● **DATA FOR PROCESSING**:
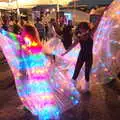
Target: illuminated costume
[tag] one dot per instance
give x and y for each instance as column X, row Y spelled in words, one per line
column 106, row 54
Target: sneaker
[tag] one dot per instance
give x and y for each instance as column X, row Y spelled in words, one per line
column 86, row 87
column 20, row 107
column 74, row 82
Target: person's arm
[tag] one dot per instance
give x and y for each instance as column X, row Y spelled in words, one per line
column 71, row 47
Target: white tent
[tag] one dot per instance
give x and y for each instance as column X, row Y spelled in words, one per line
column 12, row 4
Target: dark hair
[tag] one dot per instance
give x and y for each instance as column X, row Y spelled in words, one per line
column 84, row 25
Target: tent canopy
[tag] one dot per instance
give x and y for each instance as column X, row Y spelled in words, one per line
column 6, row 4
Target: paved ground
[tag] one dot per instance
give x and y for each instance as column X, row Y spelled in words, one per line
column 103, row 103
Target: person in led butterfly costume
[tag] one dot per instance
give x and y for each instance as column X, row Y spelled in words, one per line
column 42, row 86
column 106, row 54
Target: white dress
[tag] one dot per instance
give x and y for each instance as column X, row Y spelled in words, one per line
column 42, row 86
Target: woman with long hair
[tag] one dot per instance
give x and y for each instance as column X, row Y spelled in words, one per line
column 41, row 85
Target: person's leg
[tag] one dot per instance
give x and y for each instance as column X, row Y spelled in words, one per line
column 78, row 67
column 88, row 66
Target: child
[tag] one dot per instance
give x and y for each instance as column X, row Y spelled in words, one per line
column 83, row 35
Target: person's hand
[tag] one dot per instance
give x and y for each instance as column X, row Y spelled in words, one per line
column 63, row 54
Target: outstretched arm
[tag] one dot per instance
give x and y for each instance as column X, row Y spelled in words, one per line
column 71, row 47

● **TASK BRIEF**: Can you rewrite every item above as one numbered list, dropping blank lines and leaving the pictures out?

● **WORKED SOLUTION**:
1. Target: illuminated costume
2. [tag] one dot per instance
3. give x and y for each instance as column X, row Y spelled in words, one per line
4. column 106, row 54
5. Target: sneaker
6. [tag] one dot per instance
7. give x and y for each instance as column X, row Y spelled in words, one per line
8. column 86, row 87
9. column 20, row 107
10. column 74, row 82
11. Target: person's arm
12. [tag] one dot per instance
13. give x and y for each instance as column X, row Y spelled in words, one per line
14. column 71, row 47
15. Target: white tent
16. [tag] one dot per instance
17. give x and y for each instance as column X, row Y spelled in words, one per line
18. column 12, row 4
19. Target: dark hair
20. [tag] one dot per instance
21. give x and y for each instance as column X, row Y spelled in words, one per line
22. column 84, row 25
23. Target: tent canopy
24. [tag] one dot per instance
25. give x and y for each instance as column X, row Y spelled in words, one per line
26. column 6, row 4
27. Target: paved ground
28. [tag] one dot per instance
29. give x and y for each instance as column X, row Y spelled in words, one per line
30. column 103, row 103
31. Target: person in led butterfly costume
32. [tag] one dot per instance
33. give x and y for each instance as column X, row Y spelled in words, one per line
34. column 42, row 86
35. column 106, row 54
36. Target: white dress
37. [tag] one dot per instance
38. give x and y for each instance as column X, row Y spelled in words, one per line
39. column 42, row 86
40. Target: woman with long hair
41. [tag] one dot per instance
42. give x and y for each instance as column X, row Y spelled in words, one per line
43. column 41, row 85
44. Target: person's leg
45. [tag] one dot per instance
46. give x and y for each instance as column X, row Y spelled in words, one per line
47. column 78, row 67
48. column 88, row 66
49. Target: child
50. [tag] one dot per instance
51. give x and y for each instance as column X, row Y spelled in words, one per line
52. column 83, row 35
53. Target: person's hand
54. [tag] one dot per instance
55. give x and y for each instance as column X, row Y spelled in words, one per line
56. column 63, row 54
57. Target: outstretched arm
58. [tag] one dot per instance
59. give x and y for each instance as column X, row Y spelled in words, one per line
60. column 71, row 47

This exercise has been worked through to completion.